━━━━━ Data ━━━━━
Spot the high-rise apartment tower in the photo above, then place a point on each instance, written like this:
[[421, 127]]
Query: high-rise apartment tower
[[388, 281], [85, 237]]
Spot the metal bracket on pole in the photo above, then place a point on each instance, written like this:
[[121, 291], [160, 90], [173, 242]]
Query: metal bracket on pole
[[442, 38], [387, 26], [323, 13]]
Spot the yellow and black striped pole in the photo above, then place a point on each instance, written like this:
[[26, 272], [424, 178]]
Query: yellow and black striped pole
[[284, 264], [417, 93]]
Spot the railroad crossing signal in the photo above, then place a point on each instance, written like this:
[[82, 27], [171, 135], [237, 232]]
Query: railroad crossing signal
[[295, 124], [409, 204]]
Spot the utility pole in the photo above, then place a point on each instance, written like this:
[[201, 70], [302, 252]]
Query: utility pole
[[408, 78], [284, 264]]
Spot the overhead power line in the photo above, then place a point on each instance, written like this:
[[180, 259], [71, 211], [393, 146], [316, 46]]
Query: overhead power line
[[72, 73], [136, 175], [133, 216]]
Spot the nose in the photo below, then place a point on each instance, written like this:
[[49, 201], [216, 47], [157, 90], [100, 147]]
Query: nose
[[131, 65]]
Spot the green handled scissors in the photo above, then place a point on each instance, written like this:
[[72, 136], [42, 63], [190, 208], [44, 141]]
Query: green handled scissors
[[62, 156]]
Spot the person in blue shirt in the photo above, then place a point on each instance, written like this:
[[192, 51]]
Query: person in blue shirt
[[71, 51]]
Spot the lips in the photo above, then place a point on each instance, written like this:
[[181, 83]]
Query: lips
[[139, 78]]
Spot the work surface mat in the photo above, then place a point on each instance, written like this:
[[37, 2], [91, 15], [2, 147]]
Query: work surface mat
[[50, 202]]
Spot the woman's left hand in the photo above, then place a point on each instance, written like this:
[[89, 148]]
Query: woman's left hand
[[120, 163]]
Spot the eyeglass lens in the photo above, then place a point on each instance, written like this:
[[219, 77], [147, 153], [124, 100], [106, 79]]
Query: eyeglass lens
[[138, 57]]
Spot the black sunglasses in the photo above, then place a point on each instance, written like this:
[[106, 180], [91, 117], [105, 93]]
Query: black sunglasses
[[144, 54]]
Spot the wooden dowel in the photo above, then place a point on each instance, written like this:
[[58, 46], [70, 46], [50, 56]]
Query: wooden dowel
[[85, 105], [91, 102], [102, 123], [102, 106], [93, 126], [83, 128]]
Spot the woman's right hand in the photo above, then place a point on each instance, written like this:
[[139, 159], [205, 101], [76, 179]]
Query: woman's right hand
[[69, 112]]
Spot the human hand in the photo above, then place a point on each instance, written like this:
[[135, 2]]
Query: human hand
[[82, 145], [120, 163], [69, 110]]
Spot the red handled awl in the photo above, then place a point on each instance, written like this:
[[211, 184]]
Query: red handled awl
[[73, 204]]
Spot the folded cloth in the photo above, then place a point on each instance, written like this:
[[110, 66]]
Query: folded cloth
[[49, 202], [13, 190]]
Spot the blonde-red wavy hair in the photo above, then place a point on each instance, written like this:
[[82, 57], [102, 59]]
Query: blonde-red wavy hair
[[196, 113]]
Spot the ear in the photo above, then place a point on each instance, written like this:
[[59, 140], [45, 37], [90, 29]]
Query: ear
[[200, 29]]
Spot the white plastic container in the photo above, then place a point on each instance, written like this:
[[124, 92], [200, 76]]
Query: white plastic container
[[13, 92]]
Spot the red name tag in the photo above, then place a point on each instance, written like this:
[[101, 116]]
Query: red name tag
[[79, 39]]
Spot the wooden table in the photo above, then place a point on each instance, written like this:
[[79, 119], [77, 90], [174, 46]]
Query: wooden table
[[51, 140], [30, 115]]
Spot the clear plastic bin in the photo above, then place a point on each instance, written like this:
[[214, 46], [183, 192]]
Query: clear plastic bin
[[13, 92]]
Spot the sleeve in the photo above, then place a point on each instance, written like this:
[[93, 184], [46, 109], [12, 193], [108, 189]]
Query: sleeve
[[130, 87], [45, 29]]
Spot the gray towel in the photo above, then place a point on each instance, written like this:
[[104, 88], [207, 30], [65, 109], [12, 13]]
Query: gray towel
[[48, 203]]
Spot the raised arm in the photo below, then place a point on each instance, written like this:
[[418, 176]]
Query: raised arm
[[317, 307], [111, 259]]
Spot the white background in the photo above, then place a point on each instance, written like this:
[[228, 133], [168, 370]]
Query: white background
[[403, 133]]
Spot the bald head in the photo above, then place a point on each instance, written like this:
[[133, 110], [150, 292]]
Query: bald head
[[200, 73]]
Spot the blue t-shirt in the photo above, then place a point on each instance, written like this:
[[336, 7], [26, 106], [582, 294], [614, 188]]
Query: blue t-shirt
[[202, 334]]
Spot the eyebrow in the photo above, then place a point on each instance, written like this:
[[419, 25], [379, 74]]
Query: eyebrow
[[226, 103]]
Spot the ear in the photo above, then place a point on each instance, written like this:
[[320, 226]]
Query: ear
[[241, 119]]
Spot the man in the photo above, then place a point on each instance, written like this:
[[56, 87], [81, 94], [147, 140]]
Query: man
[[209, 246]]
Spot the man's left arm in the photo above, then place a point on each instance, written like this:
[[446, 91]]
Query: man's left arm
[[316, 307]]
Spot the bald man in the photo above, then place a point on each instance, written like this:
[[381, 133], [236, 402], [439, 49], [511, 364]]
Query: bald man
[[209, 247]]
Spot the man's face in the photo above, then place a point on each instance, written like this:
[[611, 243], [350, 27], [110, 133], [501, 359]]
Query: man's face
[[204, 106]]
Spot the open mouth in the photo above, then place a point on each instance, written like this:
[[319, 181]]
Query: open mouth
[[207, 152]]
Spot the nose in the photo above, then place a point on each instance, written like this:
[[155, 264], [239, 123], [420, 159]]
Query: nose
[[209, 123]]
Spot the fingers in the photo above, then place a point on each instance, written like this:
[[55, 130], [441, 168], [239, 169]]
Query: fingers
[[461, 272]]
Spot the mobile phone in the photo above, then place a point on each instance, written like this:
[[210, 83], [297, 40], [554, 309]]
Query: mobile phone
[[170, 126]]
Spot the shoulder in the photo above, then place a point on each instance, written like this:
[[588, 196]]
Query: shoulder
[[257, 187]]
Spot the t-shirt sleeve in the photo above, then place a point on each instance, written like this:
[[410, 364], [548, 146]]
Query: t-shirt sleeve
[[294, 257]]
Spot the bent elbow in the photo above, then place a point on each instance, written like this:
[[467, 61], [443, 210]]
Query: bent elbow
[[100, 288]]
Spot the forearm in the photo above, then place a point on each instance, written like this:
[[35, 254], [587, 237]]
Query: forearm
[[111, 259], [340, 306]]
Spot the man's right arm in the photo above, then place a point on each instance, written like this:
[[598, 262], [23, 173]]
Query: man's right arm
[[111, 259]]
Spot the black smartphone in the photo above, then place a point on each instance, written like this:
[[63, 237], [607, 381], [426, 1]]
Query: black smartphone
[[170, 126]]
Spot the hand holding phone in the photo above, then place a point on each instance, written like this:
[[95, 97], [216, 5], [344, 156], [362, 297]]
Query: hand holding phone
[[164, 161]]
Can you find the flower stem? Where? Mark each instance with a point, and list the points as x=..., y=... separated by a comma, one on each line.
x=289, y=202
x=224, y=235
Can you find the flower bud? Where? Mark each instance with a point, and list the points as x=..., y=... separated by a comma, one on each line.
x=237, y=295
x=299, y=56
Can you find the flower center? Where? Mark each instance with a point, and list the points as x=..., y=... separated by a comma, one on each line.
━━━━━
What to work on: In the records between the lines holding "Spot the folded" and "[[196, 113]]", inclusive, rename "cloth" to "towel" and reproduce only those lines, with everything else unchanged.

Exercise answer:
Spot the folded towel in the photo above, then place a point on each instance, written like this:
[[110, 66]]
Query: folded towel
[[49, 202], [13, 190]]
Spot the blonde-red wavy hair in the photo above, then place a point on each instance, written like this:
[[82, 57], [102, 59]]
Query: blonde-red wavy hair
[[196, 113]]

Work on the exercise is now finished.